** What you need to do **
Repeat the thread below on awkward family photos from "## Petaluna (May" up to and including "grade class photo....", swapping "mullet" for "beehive".

**** Text shown ****

# Awkward Family Photos



## Perugina (May 28, 2008)

at www.awkwardfamilyphotos.com hoto:

Too funny! Anyone think this dog may be a Havanese?


----------



## JASHavanese (Apr 24, 2007)

Perugina said:


> at www.awkwardfamilyphotos.com hoto:
> 
> Too funny! Anyone think this dog may be a Havanese?


The mini schnauzer? Maybe they changed pictures but I can't find a hav.


----------



## Havtahava (Aug 20, 2006)

Jan, did you click on the link under her words "this dog"? 

Perugina, it looks like a Maltese to me, but who knows.  That portrait is awful!


----------



## Missy (Nov 6, 2006)

these made me Laugh!


----------



## Scooter's Family (May 23, 2008)

Those are so funny!


----------



## good buddy (Feb 20, 2007)

I thought Maltese too! I couldn't see the other photos...stupid red x.


----------



## Petaluna (May 9, 2008)

that site is hilarious. did you see the teased mullet family? I can't even believe that one is for real, but then again I can't believe my fifth grade class photo....


----------



## Scooter's Family (May 23, 2008)

I think some of my family photos from the 70's could go on that site! Remember white knee socks with earth shoes???


----------

**** Information provided ****

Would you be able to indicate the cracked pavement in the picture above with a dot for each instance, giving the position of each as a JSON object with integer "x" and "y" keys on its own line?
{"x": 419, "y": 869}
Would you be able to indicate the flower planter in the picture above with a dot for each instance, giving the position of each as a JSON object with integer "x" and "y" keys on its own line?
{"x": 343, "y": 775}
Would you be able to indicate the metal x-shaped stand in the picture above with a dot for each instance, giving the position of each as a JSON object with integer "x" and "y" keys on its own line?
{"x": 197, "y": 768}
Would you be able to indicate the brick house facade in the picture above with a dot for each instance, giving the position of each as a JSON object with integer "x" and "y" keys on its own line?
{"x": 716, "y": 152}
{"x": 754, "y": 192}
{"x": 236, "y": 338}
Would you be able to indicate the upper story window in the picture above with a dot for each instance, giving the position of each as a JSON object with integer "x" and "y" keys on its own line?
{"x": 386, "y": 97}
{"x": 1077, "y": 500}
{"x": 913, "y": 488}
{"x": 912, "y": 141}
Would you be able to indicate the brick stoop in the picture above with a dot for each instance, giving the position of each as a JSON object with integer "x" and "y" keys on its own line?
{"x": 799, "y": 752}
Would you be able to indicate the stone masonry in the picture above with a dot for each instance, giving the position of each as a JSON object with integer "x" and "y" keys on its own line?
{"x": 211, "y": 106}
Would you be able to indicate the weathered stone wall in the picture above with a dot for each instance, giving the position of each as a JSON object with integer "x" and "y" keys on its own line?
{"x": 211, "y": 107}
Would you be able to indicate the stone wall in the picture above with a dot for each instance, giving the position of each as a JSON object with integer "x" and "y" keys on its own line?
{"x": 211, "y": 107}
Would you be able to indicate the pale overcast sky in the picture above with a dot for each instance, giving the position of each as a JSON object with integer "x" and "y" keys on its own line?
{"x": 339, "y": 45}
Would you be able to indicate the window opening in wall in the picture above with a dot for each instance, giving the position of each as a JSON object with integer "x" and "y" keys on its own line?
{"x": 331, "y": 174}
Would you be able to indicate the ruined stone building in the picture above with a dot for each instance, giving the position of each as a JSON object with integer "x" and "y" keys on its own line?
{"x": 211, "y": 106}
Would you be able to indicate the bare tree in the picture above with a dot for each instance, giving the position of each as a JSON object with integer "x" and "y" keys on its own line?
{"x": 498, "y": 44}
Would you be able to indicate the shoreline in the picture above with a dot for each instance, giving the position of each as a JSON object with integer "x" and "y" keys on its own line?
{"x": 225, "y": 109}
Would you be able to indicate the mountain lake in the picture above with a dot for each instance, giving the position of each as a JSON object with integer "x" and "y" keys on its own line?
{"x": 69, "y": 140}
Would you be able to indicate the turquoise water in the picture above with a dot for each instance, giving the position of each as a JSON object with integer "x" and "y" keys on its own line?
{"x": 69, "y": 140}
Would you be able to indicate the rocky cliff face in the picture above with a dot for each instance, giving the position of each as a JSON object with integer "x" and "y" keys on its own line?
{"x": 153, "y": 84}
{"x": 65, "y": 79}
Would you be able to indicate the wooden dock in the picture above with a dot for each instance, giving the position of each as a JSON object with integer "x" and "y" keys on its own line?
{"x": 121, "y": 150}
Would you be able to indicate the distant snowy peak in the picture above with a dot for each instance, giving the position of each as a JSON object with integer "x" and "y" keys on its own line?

****

** Task output **
## Petaluna (May 9, 2008)

that site is hilarious. did you see the teased beehive family? I can't even believe that one is for real, but then again I can't believe my fifth grade class photo....